[Using the information]:
[a] Reproduce word for word the part of the remarks on mental health policy starting at "So democracy is" and ending at "a health issue.".
[b] Write the next part of the remarks on mental health policy, picking up after their last sentence.
--- Document segment Enclosed Below ---
So democracy is sometimes not rapid, particularly under our constitutional system. But I feel like we made some real progress there. And I also think societally because of COVID and isolation and so many problems that high school and college students have, and families see, there’s a much greater willingness to talk about this as a health issue. 

And let me say this, too: when we did this, I said, and I believe Senator Stabenow said this almost as many times as I did, “Even though we’re doing this as part of a public safety bill, you shouldn’t feel that people who have a mental health problem are somehow dangerous.” People with behavioral health issues are much more likely to be victims of a crime than perpetrators of a crime. But it happened to be a moment when we could make the most of the pilot we had in place. We need to continue to emphasize that you shouldn’t think that because the program is part of the public safety bill that people with behavioral health issues are unsafe. But it’s clearly true that on tragic occasions, people can spiral to a different place because we’ve got a mental health system that isn’t providing the basic services that are necessary to keep them safe and others around them.
--- End of Enclosed Document segment ---
--- Provided information Enclosed Below ---
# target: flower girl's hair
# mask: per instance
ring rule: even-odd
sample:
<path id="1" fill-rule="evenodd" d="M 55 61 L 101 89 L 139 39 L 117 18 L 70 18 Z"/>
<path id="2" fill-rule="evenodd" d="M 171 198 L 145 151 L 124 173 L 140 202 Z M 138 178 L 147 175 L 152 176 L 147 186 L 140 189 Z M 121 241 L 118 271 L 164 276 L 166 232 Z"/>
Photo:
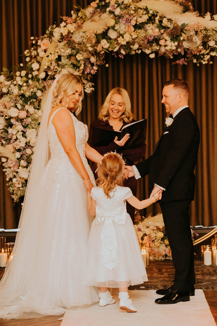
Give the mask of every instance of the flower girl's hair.
<path id="1" fill-rule="evenodd" d="M 81 111 L 81 101 L 84 98 L 83 83 L 79 77 L 73 74 L 63 74 L 58 78 L 57 84 L 53 91 L 52 106 L 61 106 L 64 102 L 66 103 L 67 107 L 69 102 L 68 96 L 75 92 L 79 85 L 82 86 L 82 94 L 79 100 L 73 108 L 74 110 L 75 109 L 75 114 L 77 115 Z"/>
<path id="2" fill-rule="evenodd" d="M 102 187 L 106 197 L 111 198 L 111 192 L 116 185 L 122 185 L 124 179 L 125 163 L 118 153 L 111 152 L 104 156 L 98 163 L 98 185 Z"/>

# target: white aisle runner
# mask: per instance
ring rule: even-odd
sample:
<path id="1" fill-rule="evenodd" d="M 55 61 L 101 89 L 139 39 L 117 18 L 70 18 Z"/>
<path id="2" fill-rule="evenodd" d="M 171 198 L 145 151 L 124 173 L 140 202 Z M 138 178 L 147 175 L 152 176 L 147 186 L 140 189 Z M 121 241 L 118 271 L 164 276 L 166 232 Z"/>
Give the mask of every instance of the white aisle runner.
--- End of Enclosed Provided information ---
[Answers for the exercise]:
[a]
So democracy is sometimes not rapid, particularly under our constitutional system. But I feel like we made some real progress there. And I also think societally because of COVID and isolation and so many problems that high school and college students have, and families see, there’s a much greater willingness to talk about this as a health issue.

[b]
HPR: I interviewed former Senator Richard Burr, R-N.C., when he was in the same position that you are: shortly retired after a long career in the Senate. And I asked him: “If there was one thing you could change about the institution, what would that be?” He answered that he would take the cameras out of the Senate. For you, I have the same question. After spending 12 years in the Senate, you’ve probably become fairly familiar with both the advantages of it as a body as well as its detractions. Is there anything that you would recommend changing about the institution?

RB: Well, first of all, I worked a lot with Senator Burr and he makes an interesting point. If you could undo something like the cameras, I think that probably would be helpful. But that’s not happening. There’s lots you can say about today’s media and how broad, and in many ways, how shallow it is. But I don’t have a great sense that there’s any way to turn that around. 

I think one thing I wouldn’t change are the rules of the Senate. I think the fact that the rules of the Senate in almost all instances require you to find somebody on the other side to successfully pass a piece of legislation is a good thing. There have never been 60 popularly elected Republican senators, for instance. So never, if Republicans were in control, did you have enough senators that just the Republicans by themselves could get something done. And there have almost never been, there’s seldom been, more than 60 Democrat senators.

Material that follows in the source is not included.